■ **TO DO**: Copy out only the span from the line with "point: cabinet drawer, one" to the end of the data, both ends kept, word for word.

Point labeling examples
○ ○ ○ ○

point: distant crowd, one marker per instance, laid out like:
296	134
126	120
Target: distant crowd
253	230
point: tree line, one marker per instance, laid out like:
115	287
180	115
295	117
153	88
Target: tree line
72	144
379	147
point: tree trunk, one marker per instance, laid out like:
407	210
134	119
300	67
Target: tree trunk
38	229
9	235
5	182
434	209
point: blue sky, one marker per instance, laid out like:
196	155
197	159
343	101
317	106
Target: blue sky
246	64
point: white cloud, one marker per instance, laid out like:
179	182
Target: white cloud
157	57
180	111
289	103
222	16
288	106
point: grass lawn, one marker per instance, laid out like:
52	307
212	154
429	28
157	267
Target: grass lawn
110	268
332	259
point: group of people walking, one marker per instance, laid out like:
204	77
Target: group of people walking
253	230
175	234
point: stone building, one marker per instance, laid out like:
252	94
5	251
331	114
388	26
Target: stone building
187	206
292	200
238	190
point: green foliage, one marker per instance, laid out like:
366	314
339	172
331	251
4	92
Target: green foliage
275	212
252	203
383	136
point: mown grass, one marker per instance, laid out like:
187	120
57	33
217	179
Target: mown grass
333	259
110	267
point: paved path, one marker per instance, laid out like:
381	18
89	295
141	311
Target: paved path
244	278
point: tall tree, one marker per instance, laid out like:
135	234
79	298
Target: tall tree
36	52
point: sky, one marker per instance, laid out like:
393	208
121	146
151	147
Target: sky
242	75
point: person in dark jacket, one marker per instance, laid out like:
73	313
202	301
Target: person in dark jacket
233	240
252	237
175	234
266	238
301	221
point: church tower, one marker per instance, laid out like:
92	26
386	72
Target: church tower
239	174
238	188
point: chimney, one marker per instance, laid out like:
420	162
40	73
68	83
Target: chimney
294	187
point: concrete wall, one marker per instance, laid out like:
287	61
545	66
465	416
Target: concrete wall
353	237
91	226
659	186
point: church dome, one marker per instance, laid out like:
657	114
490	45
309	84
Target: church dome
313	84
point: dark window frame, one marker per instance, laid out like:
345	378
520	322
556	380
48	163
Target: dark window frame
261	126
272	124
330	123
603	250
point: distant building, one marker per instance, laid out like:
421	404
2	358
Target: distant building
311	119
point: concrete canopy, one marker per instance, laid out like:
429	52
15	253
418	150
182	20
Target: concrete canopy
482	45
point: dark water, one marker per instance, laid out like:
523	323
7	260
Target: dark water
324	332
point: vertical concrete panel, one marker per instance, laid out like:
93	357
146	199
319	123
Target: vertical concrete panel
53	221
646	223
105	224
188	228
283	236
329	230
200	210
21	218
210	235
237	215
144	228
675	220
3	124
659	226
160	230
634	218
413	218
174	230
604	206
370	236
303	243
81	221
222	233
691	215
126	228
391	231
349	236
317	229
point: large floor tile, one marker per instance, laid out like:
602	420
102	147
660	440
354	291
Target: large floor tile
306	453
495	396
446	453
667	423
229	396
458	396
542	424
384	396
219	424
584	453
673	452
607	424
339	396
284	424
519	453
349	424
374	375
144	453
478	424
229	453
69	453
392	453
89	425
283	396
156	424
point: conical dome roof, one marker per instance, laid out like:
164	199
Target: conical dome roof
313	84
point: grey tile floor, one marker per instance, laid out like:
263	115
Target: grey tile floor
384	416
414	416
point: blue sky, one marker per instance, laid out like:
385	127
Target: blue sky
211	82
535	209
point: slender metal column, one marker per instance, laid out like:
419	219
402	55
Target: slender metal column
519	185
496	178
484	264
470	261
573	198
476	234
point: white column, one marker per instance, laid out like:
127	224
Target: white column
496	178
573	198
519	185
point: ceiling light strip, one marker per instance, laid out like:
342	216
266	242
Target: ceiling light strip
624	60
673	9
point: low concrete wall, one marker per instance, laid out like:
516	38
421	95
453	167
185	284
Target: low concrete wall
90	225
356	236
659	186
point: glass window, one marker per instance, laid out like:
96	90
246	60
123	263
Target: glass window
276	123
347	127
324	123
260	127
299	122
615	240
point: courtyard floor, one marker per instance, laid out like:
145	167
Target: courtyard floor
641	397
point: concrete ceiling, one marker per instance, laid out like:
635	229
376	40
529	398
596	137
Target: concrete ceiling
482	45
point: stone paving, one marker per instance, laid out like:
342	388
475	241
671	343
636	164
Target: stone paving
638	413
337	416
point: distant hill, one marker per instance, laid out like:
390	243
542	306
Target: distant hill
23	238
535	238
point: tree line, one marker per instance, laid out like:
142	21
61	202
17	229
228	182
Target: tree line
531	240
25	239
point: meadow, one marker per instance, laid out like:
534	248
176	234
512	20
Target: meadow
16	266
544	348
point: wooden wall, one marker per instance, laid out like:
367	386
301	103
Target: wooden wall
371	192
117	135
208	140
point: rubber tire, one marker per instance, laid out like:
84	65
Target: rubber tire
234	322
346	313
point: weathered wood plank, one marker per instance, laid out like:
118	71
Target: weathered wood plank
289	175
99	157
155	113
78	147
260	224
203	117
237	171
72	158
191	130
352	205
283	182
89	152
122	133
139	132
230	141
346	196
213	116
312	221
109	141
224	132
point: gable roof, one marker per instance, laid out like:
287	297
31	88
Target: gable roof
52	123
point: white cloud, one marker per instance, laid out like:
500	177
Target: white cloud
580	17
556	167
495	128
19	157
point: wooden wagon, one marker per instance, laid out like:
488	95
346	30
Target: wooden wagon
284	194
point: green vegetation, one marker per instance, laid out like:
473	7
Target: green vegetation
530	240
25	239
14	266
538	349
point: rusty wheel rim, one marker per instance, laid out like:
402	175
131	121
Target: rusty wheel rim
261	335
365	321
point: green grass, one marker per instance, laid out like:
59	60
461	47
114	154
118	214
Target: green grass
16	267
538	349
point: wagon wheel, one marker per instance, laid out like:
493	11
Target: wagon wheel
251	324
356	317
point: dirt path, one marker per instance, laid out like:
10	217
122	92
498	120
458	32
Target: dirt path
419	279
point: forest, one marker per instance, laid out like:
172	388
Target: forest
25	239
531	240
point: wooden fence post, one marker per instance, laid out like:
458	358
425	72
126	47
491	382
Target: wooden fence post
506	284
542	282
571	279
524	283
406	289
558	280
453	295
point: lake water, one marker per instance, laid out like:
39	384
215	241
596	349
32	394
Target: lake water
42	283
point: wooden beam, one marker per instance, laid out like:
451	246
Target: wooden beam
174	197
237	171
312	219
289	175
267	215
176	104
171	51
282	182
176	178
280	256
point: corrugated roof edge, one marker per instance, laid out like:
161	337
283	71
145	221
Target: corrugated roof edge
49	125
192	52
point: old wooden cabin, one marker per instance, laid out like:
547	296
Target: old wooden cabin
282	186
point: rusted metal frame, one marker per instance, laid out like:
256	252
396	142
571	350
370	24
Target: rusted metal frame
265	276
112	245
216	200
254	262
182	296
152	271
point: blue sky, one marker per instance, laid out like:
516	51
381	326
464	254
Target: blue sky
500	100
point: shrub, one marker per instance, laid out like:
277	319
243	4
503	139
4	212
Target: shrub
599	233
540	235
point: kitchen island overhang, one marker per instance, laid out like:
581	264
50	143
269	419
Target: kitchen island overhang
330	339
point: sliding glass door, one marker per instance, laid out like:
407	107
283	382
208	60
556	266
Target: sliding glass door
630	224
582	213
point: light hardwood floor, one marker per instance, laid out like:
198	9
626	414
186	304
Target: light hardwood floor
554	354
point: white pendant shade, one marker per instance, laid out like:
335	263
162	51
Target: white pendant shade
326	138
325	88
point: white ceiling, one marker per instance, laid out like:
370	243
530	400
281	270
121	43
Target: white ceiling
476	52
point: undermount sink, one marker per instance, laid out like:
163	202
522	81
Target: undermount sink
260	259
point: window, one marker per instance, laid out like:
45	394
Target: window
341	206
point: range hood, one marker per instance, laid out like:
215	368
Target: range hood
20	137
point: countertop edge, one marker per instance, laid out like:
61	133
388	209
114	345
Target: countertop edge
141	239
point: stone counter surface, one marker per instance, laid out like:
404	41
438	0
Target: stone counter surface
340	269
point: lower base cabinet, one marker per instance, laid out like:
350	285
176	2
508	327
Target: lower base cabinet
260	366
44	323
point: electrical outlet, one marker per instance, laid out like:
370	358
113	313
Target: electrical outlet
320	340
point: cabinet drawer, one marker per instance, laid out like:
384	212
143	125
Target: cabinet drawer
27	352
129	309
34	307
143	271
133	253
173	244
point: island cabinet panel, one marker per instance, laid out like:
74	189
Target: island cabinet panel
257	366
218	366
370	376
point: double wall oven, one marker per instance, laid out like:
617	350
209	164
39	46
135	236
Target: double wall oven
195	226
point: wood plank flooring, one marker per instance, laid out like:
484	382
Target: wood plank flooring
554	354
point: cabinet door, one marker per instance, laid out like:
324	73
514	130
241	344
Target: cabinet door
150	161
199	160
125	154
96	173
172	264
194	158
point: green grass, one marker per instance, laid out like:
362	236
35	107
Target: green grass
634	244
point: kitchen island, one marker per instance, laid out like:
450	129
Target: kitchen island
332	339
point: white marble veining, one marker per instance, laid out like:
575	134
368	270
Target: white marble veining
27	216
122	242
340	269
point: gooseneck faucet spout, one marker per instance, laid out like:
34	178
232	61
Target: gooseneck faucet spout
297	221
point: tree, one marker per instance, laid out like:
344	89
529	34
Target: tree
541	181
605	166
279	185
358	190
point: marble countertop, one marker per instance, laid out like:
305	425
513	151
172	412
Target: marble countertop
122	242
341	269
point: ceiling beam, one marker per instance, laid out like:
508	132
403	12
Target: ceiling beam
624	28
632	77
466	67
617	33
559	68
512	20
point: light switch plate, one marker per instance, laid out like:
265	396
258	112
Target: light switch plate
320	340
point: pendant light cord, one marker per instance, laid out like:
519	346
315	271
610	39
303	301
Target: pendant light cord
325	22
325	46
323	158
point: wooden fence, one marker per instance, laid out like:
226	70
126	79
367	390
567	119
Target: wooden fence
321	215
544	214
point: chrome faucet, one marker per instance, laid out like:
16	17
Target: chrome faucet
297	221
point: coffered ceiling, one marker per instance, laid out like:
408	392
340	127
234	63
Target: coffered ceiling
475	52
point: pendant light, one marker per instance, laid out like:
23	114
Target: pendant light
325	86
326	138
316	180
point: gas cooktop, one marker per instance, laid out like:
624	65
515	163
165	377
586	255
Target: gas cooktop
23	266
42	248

○ ○ ○ ○

■ **WORKED SOLUTION**:
point: cabinet drawer, one marker per instance, laid out like:
384	212
143	125
Target: cabinet drawer
27	352
129	309
34	307
143	271
133	253
173	244
point: island cabinet panel, one marker per instance, laid out like:
74	189
Target: island cabinet panel
257	366
218	366
370	376
point: double wall oven, one marker per instance, laid out like:
617	350
209	164
39	46
135	236
Target: double wall oven
195	226
point: wood plank flooring, one marker per instance, laid out like:
484	382
Target: wood plank flooring
554	354
point: cabinet door, one marker per instance, laid out like:
324	73
514	130
241	344
Target: cabinet door
150	161
199	160
125	154
96	173
172	264
194	158
point: green grass, one marker per instance, laid out like:
362	236
35	107
Target: green grass
634	244
point: kitchen island, one marker per instance, laid out like:
450	129
Target: kitchen island
332	339
point: white marble veining, one marker per instance, laid out like:
575	134
368	270
Target: white marble veining
27	216
122	242
340	269
point: gooseneck faucet spout, one marker per instance, laid out like:
34	178
232	61
Target: gooseneck faucet spout
297	221
point: tree, one marker per instance, laid out like:
344	89
529	34
Target: tree
541	181
605	166
279	185
358	190
point: marble countertop, one marker per instance, laid out like:
305	425
513	151
172	412
Target: marble countertop
122	242
341	269
point: ceiling beam, one marker per instance, laid out like:
508	132
403	12
Target: ceiling beam
624	28
632	77
466	67
617	33
559	68
512	20
point: light switch plate, one marker per instance, laid out like:
265	396
258	112
Target: light switch plate
320	340
point: pendant light cord, one marker per instance, laid out like:
519	346
315	271
610	39
303	301
Target: pendant light cord
325	22
325	46
323	158
point: wooden fence, one marker per instance, laid out like:
226	70
126	79
367	390
567	119
Target: wooden fence
321	215
544	214
point: chrome faucet, one marker per instance, laid out like:
16	17
Target: chrome faucet
297	221
point: coffered ceiling, one marker per instance, laid out like:
408	392
340	127
234	63
Target: coffered ceiling
475	52
point: pendant light, one marker per instance, laid out like:
23	114
Target: pendant light
325	86
326	138
316	180
point: gas cooktop, one marker per instance, laid out like:
624	65
515	163
165	377
586	255
Target: gas cooktop
23	266
42	248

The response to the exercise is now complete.